Work to complete =
A) In the passage on talfiq in the Shafi'i school, why is performing wudu' according to one school and salat according to another not considered problematic under the understanding associated with Ibn Ziyad al-Yamani? Answer in one to three sentences.
B) From the passage on talfiq in the Shafi'i school, write out everything from "1. Such a departure" down to "picking up a book.".

A Typical Shafi’i Viewpoint on Talfiq: Conditions

As noted above, the details around this issue may differ within a particular madhhab, or between madhhabs. A mainstream understanding in the Shafi’i school is as follows, nevertheless, may be understood as follows.

Generally, most individual Muslims may depart from their taqlid [practice by way of imitation] of the madhhab that one has studied or been taught if the following conditions are met:

Staying within the extant schools

  1. Such a departure entails following an alternative position that is transmitted reliably. Different scholars will have different positions on what ‘reliably’ means practically speaking – a precautionary view would be to limit it to well-known views within one of the four extant schools, though there are other viewpoints on this issue, which are available to the expert jurisprudent to evaluate. It is advisable that one learns that position from someone who is properly familiar and trained with it, rather than learning that position simply by picking up a book.

Impermissible and permissible talfiq

  1. That one is not guilty of impermissible talfiq, according to preferred precautionary opinion.Impermissible talfiq means that the end result of one’s combination of different opinions means that the final outcome is one that is not valid according to any of the madhhabs.By way of example: after performing wudu’ [ablutions] in a way that is only acceptable in Shafi’i and Hanafi schools, one bleeds (which breaks wudu’ in the Hanafi school), but considers his wudu’ intact based on the Shafi’i school (in which bleeding does not break wudu’). Later, he touches his wife and considers his wudu’ intact based on the Hanafi school (in which touching between spouses does not break wudu’). The end result being that his wudu is not valid according to both the Shafi’i and Hanafi schools respectively.
  2. There is a mainstream understanding, represented by the likes of Ibn Ziyad al-Yamani in the Shafi’i school,that talfiq is only problematic if it takes place in a single ritual (such as wudu’ mentioned above). It would mean one could do wudu’ according to one school, and salat (prayer) according to another, without considering this to be problematic talfiq in any way.

Having a need, and not treating religion like a play-thing

  1. Imam Ibn Hajar al-Haytami, an authoritative scholar in the Shafi’i school, notes in his Tuhfah al-Muhtaj: “If al-mushaqqa [hardship] increases (as a result) of iltizam [being committed] to our madhhab, then there is no shame in withdrawing (from that) by taqlid to another school.” Imam al-Nawawi, one of the foremost authorities in the Shafi’i school, elaborates upon this further in his Minhaj al-Talibin, which Ibn Hajar’s work is a commentary on: “That which the proof necessitates is that a layman is not obligated to follow a specific madhhab.”

Source excerpt =
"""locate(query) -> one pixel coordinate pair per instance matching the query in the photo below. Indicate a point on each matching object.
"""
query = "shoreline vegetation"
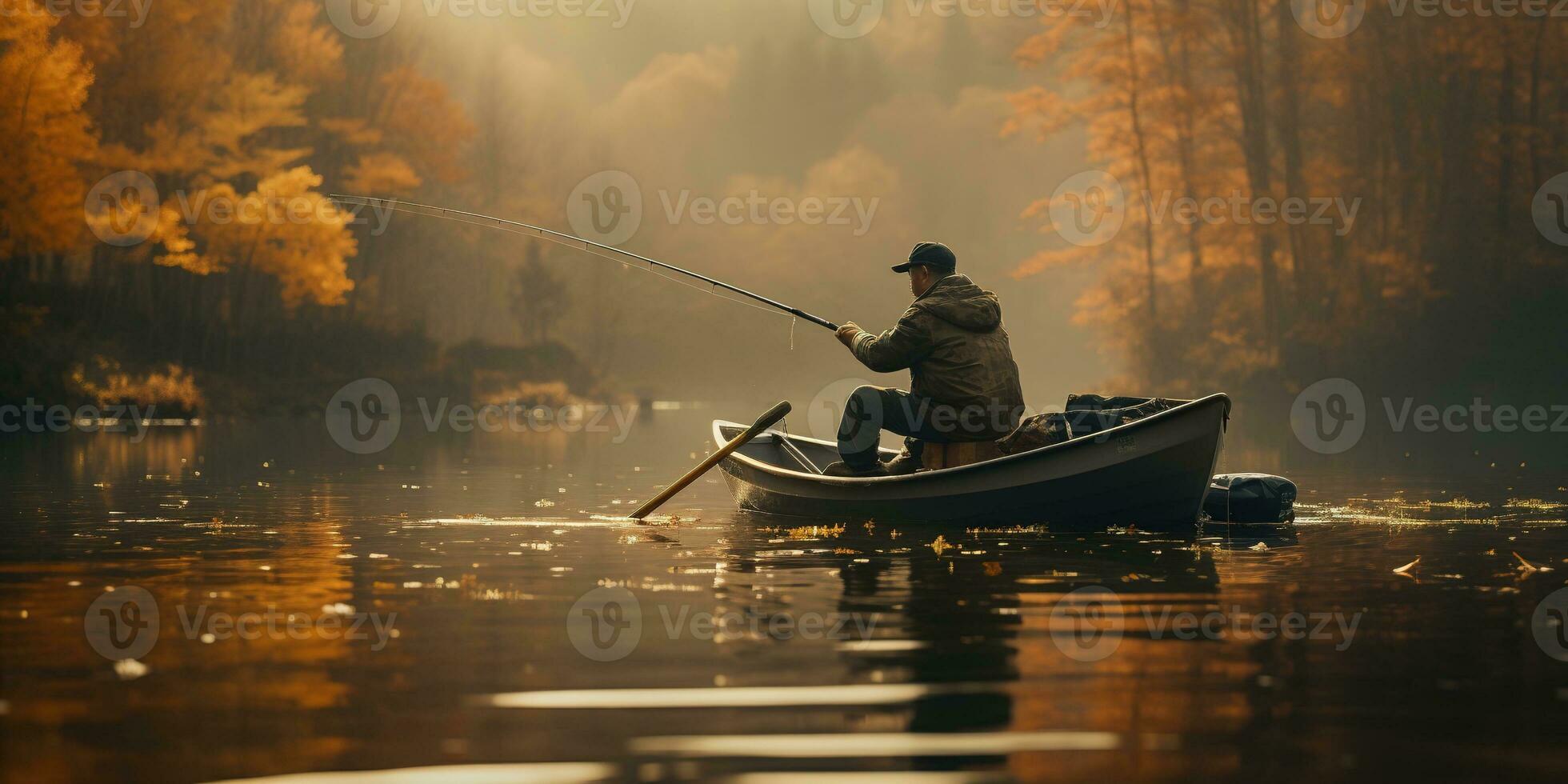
(237, 308)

Outputs by task =
A) Under that understanding, talfiq is only problematic if it takes place within a single ritual, such as wudu'. Wudu' and salat are separate rituals, so following different schools for each does not count as problematic talfiq.

B)
1. Such a departure entails following an alternative position that is transmitted reliably. Different scholars will have different positions on what ‘reliably’ means practically speaking – a precautionary view would be to limit it to well-known views within one of the four extant schools, though there are other viewpoints on this issue, which are available to the expert jurisprudent to evaluate. It is advisable that one learns that position from someone who is properly familiar and trained with it, rather than learning that position simply by picking up a book.